Starting from the line in which "SAMPLE = x=343, y=226" appears, set down each line exactly through the end of the listing, and nothing else. Leave out pictures.

[Material supplied — start]

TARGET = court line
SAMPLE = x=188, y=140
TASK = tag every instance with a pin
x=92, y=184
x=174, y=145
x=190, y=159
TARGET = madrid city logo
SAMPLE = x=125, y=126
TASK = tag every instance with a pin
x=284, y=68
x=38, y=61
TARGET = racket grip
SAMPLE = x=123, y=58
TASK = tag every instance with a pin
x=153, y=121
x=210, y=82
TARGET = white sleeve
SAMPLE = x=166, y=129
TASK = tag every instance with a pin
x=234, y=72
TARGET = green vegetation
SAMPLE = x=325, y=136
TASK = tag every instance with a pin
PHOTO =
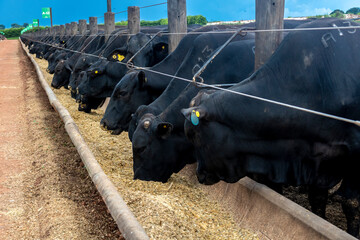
x=16, y=32
x=354, y=10
x=13, y=38
x=198, y=19
x=338, y=13
x=15, y=25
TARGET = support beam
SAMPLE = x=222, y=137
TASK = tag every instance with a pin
x=134, y=19
x=177, y=22
x=109, y=5
x=74, y=28
x=67, y=29
x=269, y=15
x=82, y=27
x=93, y=25
x=109, y=24
x=62, y=30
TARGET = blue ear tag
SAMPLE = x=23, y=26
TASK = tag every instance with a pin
x=195, y=117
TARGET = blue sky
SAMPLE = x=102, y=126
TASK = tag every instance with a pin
x=65, y=11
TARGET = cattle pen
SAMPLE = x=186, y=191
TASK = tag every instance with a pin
x=251, y=203
x=181, y=208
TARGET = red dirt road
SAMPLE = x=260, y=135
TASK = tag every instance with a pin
x=12, y=128
x=45, y=191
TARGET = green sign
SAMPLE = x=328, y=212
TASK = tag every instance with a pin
x=35, y=22
x=46, y=12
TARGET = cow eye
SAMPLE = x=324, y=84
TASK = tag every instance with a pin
x=121, y=94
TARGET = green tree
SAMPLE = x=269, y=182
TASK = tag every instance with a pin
x=354, y=10
x=15, y=25
x=337, y=13
x=198, y=19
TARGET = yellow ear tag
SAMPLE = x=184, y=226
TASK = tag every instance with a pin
x=194, y=117
x=120, y=57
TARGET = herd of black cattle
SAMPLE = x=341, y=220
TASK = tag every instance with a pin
x=172, y=122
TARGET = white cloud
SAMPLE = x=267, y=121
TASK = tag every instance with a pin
x=307, y=12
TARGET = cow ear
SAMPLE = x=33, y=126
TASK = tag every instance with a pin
x=161, y=47
x=67, y=66
x=194, y=114
x=142, y=79
x=164, y=129
x=117, y=55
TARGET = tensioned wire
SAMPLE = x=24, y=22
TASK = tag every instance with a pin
x=356, y=122
x=153, y=5
x=245, y=31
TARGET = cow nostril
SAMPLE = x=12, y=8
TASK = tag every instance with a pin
x=138, y=150
x=103, y=125
x=201, y=177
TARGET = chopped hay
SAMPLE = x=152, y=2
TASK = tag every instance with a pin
x=175, y=210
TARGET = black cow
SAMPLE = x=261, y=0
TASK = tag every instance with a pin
x=165, y=131
x=142, y=87
x=64, y=69
x=104, y=75
x=235, y=136
x=54, y=59
x=200, y=51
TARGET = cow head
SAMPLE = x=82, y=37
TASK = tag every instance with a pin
x=96, y=81
x=152, y=54
x=61, y=75
x=79, y=73
x=131, y=92
x=155, y=157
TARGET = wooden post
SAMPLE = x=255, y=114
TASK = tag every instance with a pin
x=53, y=32
x=67, y=29
x=82, y=27
x=109, y=5
x=269, y=15
x=177, y=22
x=93, y=25
x=74, y=28
x=134, y=20
x=61, y=30
x=109, y=24
x=51, y=16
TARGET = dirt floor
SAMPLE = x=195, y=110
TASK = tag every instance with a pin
x=45, y=191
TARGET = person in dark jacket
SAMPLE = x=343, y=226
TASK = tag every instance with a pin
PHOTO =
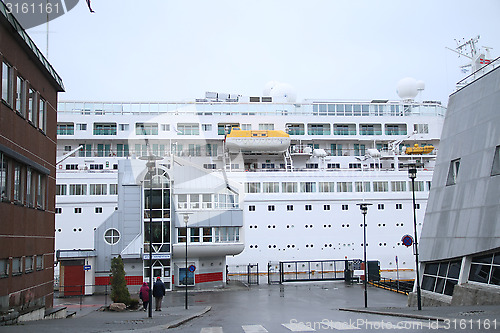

[Material supplied — finish]

### Result of this exercise
SAMPLE = x=343, y=226
TASK = tag every instance with a pin
PHOTO =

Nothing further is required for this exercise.